▸ Exercise prompt
Give the stretch of the material from the line containing "Target: sidewalk" through the end of the material as a numbered list, skipping any blank lines. Leave the pictures out of your answer.

[start]

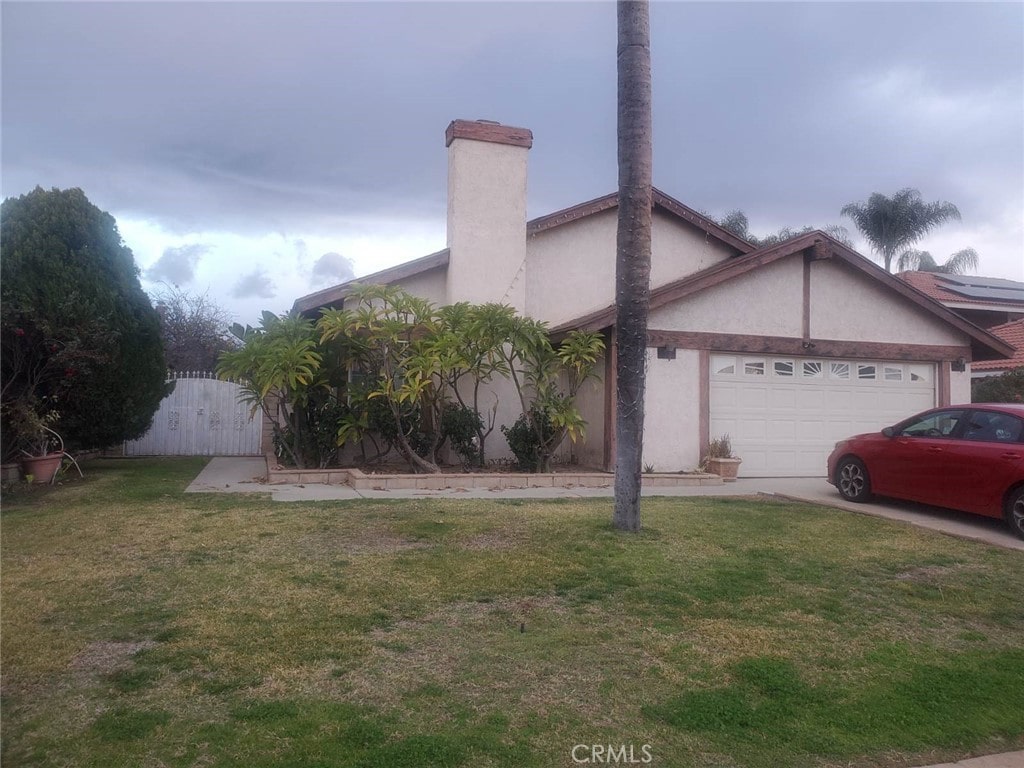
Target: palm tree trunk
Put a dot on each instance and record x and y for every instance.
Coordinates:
(633, 254)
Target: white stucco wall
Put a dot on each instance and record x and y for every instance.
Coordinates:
(570, 269)
(766, 301)
(849, 305)
(486, 222)
(430, 285)
(672, 420)
(960, 387)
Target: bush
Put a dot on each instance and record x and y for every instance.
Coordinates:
(460, 426)
(524, 442)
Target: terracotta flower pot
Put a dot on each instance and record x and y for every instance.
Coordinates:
(42, 468)
(724, 468)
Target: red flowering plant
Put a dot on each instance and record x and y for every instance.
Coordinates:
(39, 373)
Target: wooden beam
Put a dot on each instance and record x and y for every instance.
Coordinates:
(806, 347)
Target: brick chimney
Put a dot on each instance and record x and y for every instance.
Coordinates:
(486, 212)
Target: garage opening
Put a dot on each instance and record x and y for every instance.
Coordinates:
(785, 414)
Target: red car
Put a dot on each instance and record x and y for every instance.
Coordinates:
(969, 458)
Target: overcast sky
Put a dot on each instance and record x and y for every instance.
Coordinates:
(262, 151)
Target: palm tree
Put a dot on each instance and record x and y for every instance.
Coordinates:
(632, 254)
(960, 263)
(893, 224)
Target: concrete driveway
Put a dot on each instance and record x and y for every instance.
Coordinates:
(243, 474)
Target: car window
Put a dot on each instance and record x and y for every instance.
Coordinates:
(986, 426)
(939, 424)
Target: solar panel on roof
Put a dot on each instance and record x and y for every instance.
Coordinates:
(997, 294)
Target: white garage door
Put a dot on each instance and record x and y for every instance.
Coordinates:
(785, 414)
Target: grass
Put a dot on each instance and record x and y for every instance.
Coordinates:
(145, 627)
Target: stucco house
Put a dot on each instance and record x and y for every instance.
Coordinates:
(785, 348)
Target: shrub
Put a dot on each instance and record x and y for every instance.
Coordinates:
(524, 442)
(460, 426)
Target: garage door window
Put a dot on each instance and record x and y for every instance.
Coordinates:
(723, 366)
(936, 425)
(893, 373)
(840, 370)
(812, 370)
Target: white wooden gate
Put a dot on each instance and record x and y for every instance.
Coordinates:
(202, 417)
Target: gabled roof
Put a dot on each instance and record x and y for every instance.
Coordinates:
(658, 201)
(1013, 334)
(956, 290)
(336, 294)
(822, 247)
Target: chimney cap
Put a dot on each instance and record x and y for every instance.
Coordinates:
(488, 130)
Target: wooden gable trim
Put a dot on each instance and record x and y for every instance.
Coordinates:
(791, 346)
(336, 295)
(815, 246)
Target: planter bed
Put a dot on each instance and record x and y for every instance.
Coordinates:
(356, 478)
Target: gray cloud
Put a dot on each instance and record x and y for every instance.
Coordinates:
(177, 265)
(298, 119)
(331, 268)
(254, 285)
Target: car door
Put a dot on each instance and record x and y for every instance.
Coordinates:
(987, 457)
(915, 462)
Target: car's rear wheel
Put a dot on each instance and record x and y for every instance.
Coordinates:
(852, 480)
(1015, 511)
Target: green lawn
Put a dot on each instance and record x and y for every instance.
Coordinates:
(142, 627)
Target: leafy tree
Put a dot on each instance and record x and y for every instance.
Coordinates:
(892, 225)
(547, 380)
(960, 263)
(632, 254)
(477, 333)
(194, 329)
(79, 335)
(281, 372)
(394, 338)
(736, 222)
(1008, 387)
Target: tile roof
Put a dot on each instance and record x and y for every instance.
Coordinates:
(1013, 334)
(940, 288)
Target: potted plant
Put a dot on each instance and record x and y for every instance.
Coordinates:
(720, 460)
(41, 446)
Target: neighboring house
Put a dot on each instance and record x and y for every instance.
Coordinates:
(786, 348)
(984, 301)
(1013, 334)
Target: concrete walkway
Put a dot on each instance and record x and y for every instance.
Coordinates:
(1007, 760)
(238, 474)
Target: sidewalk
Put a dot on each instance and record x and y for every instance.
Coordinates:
(244, 474)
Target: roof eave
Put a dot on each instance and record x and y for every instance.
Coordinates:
(984, 345)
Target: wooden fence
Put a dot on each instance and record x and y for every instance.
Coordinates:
(202, 417)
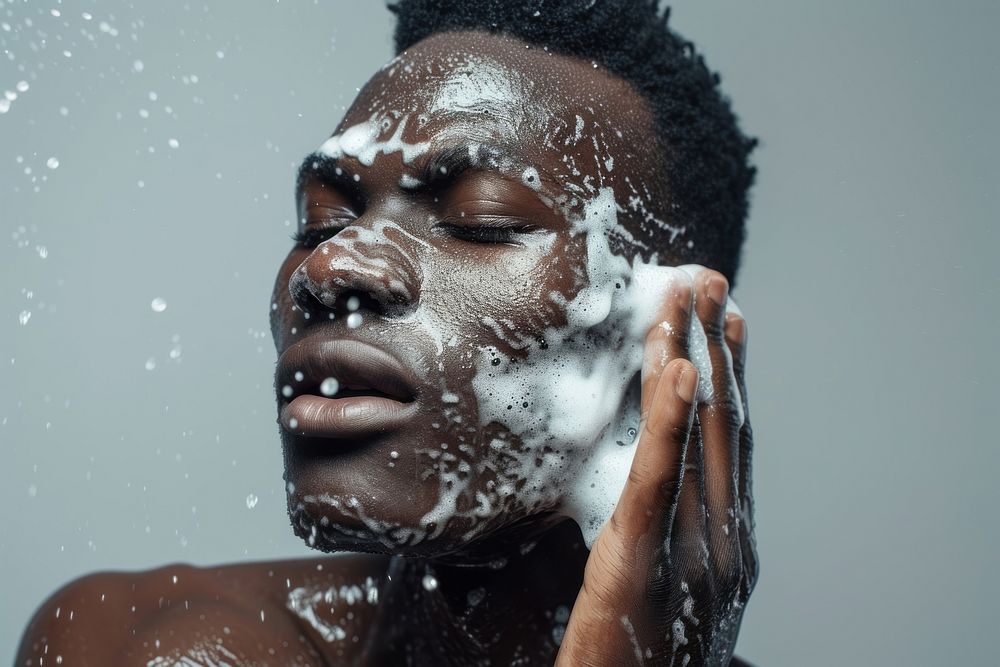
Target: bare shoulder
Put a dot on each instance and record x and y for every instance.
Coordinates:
(298, 612)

[end]

▸ Reply to the task
1. Target: sidewalk
2. Put a dot on each instance and record x and y for every instance.
3. Coordinates:
4. (244, 474)
5. Target: roof eave
6. Put a dot on each instance and record x and y for every instance.
7. Coordinates:
8. (984, 345)
9. Target: wooden fence
10. Put a dot on each instance and record x and y for every instance.
11. Coordinates:
12. (202, 417)
13. Target: bare shoulder
14. Put a dot on each instance and record x and y for every instance.
15. Coordinates:
16. (298, 612)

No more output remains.